Stated task: Please rescale the stretch of records from the very start through the line containing "[0,845,611,952]", both ends included, and give those lines again with the requests unchanged. Multiply every bounding-box coordinate in the answers by 0.5 and round each to a whole number, with halves going up.

Input records:
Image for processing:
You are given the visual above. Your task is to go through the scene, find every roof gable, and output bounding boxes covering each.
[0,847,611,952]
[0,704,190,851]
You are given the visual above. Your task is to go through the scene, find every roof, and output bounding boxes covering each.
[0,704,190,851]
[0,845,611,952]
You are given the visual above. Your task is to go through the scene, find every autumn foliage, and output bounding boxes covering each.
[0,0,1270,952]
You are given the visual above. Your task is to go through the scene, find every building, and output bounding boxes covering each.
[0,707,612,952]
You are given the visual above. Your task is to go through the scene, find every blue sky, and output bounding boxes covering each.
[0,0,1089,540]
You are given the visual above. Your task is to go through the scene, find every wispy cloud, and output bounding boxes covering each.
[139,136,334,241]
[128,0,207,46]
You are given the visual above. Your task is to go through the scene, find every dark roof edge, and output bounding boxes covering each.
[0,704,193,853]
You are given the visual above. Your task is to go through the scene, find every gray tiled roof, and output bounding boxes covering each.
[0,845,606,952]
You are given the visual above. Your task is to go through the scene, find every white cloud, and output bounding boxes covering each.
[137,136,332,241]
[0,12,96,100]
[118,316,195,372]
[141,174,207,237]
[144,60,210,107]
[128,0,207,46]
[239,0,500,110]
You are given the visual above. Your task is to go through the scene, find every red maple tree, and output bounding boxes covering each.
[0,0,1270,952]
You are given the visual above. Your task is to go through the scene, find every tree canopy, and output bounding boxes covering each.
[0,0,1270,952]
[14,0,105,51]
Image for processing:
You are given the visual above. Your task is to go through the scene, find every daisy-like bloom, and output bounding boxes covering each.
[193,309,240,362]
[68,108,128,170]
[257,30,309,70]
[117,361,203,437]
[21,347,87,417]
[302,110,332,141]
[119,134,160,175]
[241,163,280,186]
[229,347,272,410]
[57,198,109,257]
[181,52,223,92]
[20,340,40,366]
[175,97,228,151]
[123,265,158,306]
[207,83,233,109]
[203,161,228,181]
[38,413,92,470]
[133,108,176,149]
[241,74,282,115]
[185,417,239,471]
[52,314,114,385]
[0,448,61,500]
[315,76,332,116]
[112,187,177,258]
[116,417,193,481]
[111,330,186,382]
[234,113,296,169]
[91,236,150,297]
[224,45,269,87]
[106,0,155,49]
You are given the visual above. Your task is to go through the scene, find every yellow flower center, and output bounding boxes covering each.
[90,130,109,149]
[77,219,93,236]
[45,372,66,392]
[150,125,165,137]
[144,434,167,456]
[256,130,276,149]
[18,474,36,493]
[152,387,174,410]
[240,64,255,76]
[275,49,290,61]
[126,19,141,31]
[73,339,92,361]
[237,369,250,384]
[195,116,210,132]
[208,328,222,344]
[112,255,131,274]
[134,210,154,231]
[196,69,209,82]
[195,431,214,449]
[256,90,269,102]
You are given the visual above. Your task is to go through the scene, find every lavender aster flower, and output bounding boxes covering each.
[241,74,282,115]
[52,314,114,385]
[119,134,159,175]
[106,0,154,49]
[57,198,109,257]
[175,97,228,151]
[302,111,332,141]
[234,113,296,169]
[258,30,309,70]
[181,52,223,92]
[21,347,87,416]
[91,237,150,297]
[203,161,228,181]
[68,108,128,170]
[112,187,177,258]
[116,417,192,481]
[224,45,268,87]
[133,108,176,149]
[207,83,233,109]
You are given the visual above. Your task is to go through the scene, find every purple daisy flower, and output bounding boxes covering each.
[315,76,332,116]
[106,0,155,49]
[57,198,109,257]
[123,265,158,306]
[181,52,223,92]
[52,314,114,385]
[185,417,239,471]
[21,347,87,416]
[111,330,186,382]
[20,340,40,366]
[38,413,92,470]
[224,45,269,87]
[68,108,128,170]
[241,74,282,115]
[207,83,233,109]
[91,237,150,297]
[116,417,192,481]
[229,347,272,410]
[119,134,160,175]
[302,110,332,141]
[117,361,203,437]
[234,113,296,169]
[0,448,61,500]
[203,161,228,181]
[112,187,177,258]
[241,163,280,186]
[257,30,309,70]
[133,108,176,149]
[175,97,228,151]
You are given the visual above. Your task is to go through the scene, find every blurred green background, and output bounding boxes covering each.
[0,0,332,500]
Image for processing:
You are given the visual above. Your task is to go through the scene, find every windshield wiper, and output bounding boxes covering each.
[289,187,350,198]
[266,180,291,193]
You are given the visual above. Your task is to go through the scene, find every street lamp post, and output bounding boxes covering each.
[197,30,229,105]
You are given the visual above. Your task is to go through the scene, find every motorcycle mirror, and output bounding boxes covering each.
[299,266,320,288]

The answer:
Image for processing:
You are given the visual above. Your task is to go through the scene, find every roof gable, and output bounding boxes covering each.
[0,424,306,476]
[0,352,95,426]
You are given the visual above. Your task is to go through the scene, find every roof, and output bounding boxes covering each.
[0,352,95,426]
[0,423,306,476]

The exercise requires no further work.